**Problem to solve**
Copy each of the following records word for word, keeping every character and line unchanged.

**Raw records**
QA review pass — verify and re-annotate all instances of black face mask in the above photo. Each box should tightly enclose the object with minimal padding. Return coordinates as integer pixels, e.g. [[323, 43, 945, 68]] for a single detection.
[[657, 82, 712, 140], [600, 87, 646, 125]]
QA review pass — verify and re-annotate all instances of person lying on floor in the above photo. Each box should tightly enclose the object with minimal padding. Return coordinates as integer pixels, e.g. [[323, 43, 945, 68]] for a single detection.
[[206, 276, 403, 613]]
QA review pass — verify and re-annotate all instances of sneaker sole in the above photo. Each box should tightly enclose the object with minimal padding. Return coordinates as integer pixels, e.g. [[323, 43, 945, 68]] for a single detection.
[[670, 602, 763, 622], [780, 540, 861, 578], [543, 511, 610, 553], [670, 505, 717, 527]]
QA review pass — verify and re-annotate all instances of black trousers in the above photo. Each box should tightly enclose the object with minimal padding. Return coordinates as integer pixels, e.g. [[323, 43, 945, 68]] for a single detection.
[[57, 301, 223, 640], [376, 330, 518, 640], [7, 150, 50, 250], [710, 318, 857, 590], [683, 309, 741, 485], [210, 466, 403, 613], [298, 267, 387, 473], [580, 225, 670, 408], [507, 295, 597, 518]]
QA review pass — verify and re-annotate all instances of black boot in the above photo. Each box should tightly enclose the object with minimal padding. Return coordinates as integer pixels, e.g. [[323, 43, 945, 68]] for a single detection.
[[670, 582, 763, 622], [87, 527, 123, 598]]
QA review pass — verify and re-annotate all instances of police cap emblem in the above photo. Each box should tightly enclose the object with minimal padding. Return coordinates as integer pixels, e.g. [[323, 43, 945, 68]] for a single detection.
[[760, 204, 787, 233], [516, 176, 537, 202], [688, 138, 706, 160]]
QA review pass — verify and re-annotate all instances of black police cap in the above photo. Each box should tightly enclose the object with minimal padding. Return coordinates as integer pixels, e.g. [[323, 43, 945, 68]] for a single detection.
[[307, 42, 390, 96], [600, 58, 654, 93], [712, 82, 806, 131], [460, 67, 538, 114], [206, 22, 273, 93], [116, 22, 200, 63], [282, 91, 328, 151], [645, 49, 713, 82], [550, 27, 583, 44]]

**Exercise output**
QA review pass — verify and re-annotate all instances of black face mask in the above photo. Each box should tightly enclose the object with minimal padding. Return coordinates as integer pixels, e.g. [[323, 43, 945, 68]] for a single detection.
[[657, 82, 712, 140], [600, 87, 646, 125]]
QA review pass — verify and re-annotate all instances of person lying on floor in the above photo. Each box should tightly enclose the object with minimal padding. Return coordinates as integer pixels, e.g. [[323, 43, 945, 68]] for a single detection.
[[206, 276, 403, 613]]
QA review pass — verify and re-annotate all instances of sneaker sole in the above photo. Each box should tightly enclose the object with minimal padding. Return coordinates as integer pixels, e.g. [[323, 43, 945, 68]] for a single detection.
[[670, 602, 763, 622], [780, 540, 861, 578], [543, 511, 610, 553], [670, 505, 717, 527]]
QA review pass — verify and re-annotate all instances of black trousers in the above photo. Each box should tightly enclose the object with minimal padding. Return coordinates as integer pixels, e.g. [[323, 43, 945, 68]] for a single detection.
[[57, 301, 223, 640], [376, 330, 518, 640], [7, 150, 50, 250], [710, 318, 857, 590], [683, 309, 741, 485], [210, 466, 403, 613], [298, 267, 387, 473], [580, 225, 670, 408], [507, 295, 597, 518]]
QA review pass — verify and re-annotate all instances of black boot in the above photo. Each box should tightly enclose the object with minimal padding. Return coordinates as integer pixels, e.g. [[323, 43, 945, 68]] for a single detection.
[[670, 582, 763, 622], [87, 527, 123, 598]]
QA review pass — verify and re-annotate all instances of police cap emblem in the above photo. Each box should tightly enclose the object with minimal padding. Return coordinates as integer pixels, e.g. [[323, 43, 945, 68]] for a single detection.
[[760, 204, 787, 233], [516, 176, 537, 202], [688, 138, 706, 160]]
QA review pass — verify and re-annotate all instances of black police cap in the above photo. Each box should tightly enclose the object with minimal padding. Return coordinates as integer pixels, e.g. [[323, 43, 945, 68]] for a single detection.
[[307, 42, 390, 96], [600, 58, 654, 93], [712, 82, 806, 131], [460, 67, 538, 114], [206, 22, 273, 93], [116, 22, 200, 63], [282, 91, 328, 151], [645, 49, 713, 82], [550, 27, 583, 44]]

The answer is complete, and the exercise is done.